> _Work order_
Each entry must be written out again exactly as it stands.

"""

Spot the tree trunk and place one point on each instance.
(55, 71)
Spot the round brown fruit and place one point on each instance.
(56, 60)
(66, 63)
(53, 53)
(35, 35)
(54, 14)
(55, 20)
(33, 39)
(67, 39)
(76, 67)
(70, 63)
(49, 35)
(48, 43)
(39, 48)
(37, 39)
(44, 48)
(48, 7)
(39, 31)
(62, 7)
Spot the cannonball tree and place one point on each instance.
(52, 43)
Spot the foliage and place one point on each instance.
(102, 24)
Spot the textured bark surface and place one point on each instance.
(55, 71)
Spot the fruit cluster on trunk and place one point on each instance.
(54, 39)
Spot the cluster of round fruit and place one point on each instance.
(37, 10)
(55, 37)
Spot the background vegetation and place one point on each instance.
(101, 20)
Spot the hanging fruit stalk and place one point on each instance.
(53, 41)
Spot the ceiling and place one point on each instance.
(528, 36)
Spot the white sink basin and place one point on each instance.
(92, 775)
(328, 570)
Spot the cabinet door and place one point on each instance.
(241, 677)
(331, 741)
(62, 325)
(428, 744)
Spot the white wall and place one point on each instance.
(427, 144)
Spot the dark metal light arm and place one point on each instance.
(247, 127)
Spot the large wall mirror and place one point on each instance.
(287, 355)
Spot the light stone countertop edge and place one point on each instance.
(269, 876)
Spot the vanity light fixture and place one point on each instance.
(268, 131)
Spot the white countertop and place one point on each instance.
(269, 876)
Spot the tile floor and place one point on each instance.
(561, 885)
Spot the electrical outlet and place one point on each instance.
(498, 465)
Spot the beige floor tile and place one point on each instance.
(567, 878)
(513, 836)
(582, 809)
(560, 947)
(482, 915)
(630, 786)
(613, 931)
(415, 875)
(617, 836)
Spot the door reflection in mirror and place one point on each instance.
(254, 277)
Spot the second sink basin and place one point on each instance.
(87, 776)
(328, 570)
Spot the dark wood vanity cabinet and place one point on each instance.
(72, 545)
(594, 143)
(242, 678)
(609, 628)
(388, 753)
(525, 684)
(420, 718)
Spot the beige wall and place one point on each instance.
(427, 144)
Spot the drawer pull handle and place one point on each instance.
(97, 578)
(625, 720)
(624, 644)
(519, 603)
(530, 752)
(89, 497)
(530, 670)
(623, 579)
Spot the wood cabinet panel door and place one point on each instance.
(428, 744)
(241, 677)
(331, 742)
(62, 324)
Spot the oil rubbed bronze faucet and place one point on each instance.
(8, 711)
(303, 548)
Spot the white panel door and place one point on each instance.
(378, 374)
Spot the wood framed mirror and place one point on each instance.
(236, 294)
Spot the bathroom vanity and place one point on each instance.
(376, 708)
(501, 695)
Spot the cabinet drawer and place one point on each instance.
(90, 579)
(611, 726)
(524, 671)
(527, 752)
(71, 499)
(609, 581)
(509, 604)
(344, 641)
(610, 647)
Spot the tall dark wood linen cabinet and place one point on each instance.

"""

> _Written answer_
Spot the tree trunk and place one point on each instance.
(55, 71)
Spot the round brown fruit and place one point on each instance.
(56, 60)
(66, 63)
(53, 53)
(35, 35)
(54, 14)
(55, 20)
(33, 39)
(67, 39)
(76, 67)
(70, 63)
(49, 35)
(48, 43)
(39, 48)
(37, 39)
(44, 48)
(48, 7)
(39, 31)
(62, 7)
Spot the cannonball tree and place one point on each instance.
(52, 43)
Spot the foliage and place one point on each instance.
(102, 24)
Spot the textured bark surface and place one point on each instance.
(55, 71)
Spot the fruit cluster on trunk and place one point on each instance.
(54, 39)
Spot the cluster of round fruit and place one point on each instance.
(37, 10)
(55, 37)
Spot the background vegetation and place one point on each instance.
(101, 20)
Spot the hanging fruit stalk and place one point on each instance.
(53, 41)
Spot the ceiling and place one point on each instance.
(528, 36)
Spot the white sink basin and place one point on each instance.
(92, 775)
(328, 570)
Spot the cabinet door and place one point on each instance.
(241, 677)
(331, 741)
(62, 325)
(428, 744)
Spot the white wall and place one point on each instance.
(427, 144)
Spot the dark metal light arm and place one point on each instance.
(247, 127)
Spot the large wall mirror and place one point on each instance.
(287, 355)
Spot the light stone countertop edge and place one point on each instance.
(269, 876)
Spot the vanity light fixture and place one point on each instance.
(268, 131)
Spot the white countertop and place one point on each instance.
(269, 876)
Spot the tile floor and place one point on each instance.
(561, 885)
Spot the electrical outlet and place one point on each instance.
(498, 465)
Spot the beige floor tile and place one point on each instance.
(567, 878)
(513, 836)
(582, 809)
(560, 947)
(482, 915)
(630, 786)
(613, 931)
(415, 875)
(617, 836)
Spot the door reflection in mirror and place one point on each instance.
(254, 277)
Spot the second sink basin and place one point on each instance.
(87, 776)
(328, 570)
Spot the dark wood vanity cabinet and place one point on each instance.
(72, 545)
(594, 143)
(242, 678)
(609, 628)
(388, 753)
(525, 684)
(420, 718)
Spot the beige wall and place one point on each instance.
(427, 144)
Spot the drawer pull handle and place one point on each instance.
(97, 578)
(625, 720)
(624, 644)
(519, 603)
(530, 752)
(89, 497)
(530, 670)
(623, 579)
Spot the wood cabinet panel door and place one point on each instance.
(428, 744)
(241, 677)
(331, 742)
(62, 324)
Spot the oil rubbed bronze faucet and place one point on each instance.
(8, 711)
(303, 548)
Spot the white panel door and place one point on each instance.
(378, 374)
Spot the wood framed mirror and place one point on each instance.
(236, 294)
Spot the bathroom vanity and place one point on each instance.
(376, 708)
(501, 695)
Spot the cabinet drawer and place one point on each instance.
(90, 579)
(611, 726)
(524, 671)
(527, 752)
(71, 499)
(609, 581)
(509, 604)
(344, 641)
(610, 647)
Spot the tall dark wood linen cabinet and place one point on each instance.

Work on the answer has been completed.